━━━ Passage given ━━━
Assembly Program (digit conversion)

Discussion in 'Programmer's Corner' started by frogacult, May 9, 2008.

Apr 30, 2008
27
0
helo,
I am programming on MOTOROLA 68000
The program i have to make will check if the digits d2,d4,d6 of the bytenum stored in memory \$400400 are "1". If all the digits (d2,d4,d6) are "1" the program will set "1" the 4 most signifficant bytes of memory point \$400401. Else (the digits are'nt "1") it will set "1" the 4 less significant bytes of the memory point \$400401.
The exercise aks to run the program 3 times each time for different number
stored in memory \$400400 :

a)C2
b)65
c)D4

The way to read the status of the digit is to write " BTST 2,D0 ". This will read the digit d2 in the register D0. if d2 is "1" then the Z flag becomes "0".
if d2 is "0" then the Z flag becomes "1".
I've attached the code i wrote.I think it works for these numbers but the exercise has 2 restrictions

Not use over 5 Assembler Directives (DC.B, ORG, END, DS.B)
Not use over 7 Commands
Any idea, to program with another way?
Can i read the status ("0" or "1") of each digit inside a loop?

Mike

• code.txt
File size:
516 bytes
Views:
21
Last edited: May 10, 2008
2. Mark44 Well-Known Member

Nov 26, 2007
626
1
Hi Mike,
The way you were doing it looks good, except that you are using more instructions than your instructor specified. Since you're testing the 2nd, 4th, and 6th bits with one BTST instruction for each, what you need is something that will do all three at once.
━━━ Raw data ━━━
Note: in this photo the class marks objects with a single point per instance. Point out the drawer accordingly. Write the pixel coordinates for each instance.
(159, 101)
━━━
### [Your objective]
Rewrite the forum post's passage beginning with "Apr 30, 2008" and ending with "the memory point \$400401.", putting "memory address" wherever "memory point" appears. Rely only on the forum post above.

### [Output of the task]
Apr 30, 2008
27
0
helo,
I am programming on MOTOROLA 68000
The program i have to make will check if the digits d2,d4,d6 of the bytenum stored in memory \$400400 are "1". If all the digits (d2,d4,d6) are "1" the program will set "1" the 4 most signifficant bytes of memory address \$400401. Else (the digits are'nt "1") it will set "1" the 4 less significant bytes of the memory address \$400401.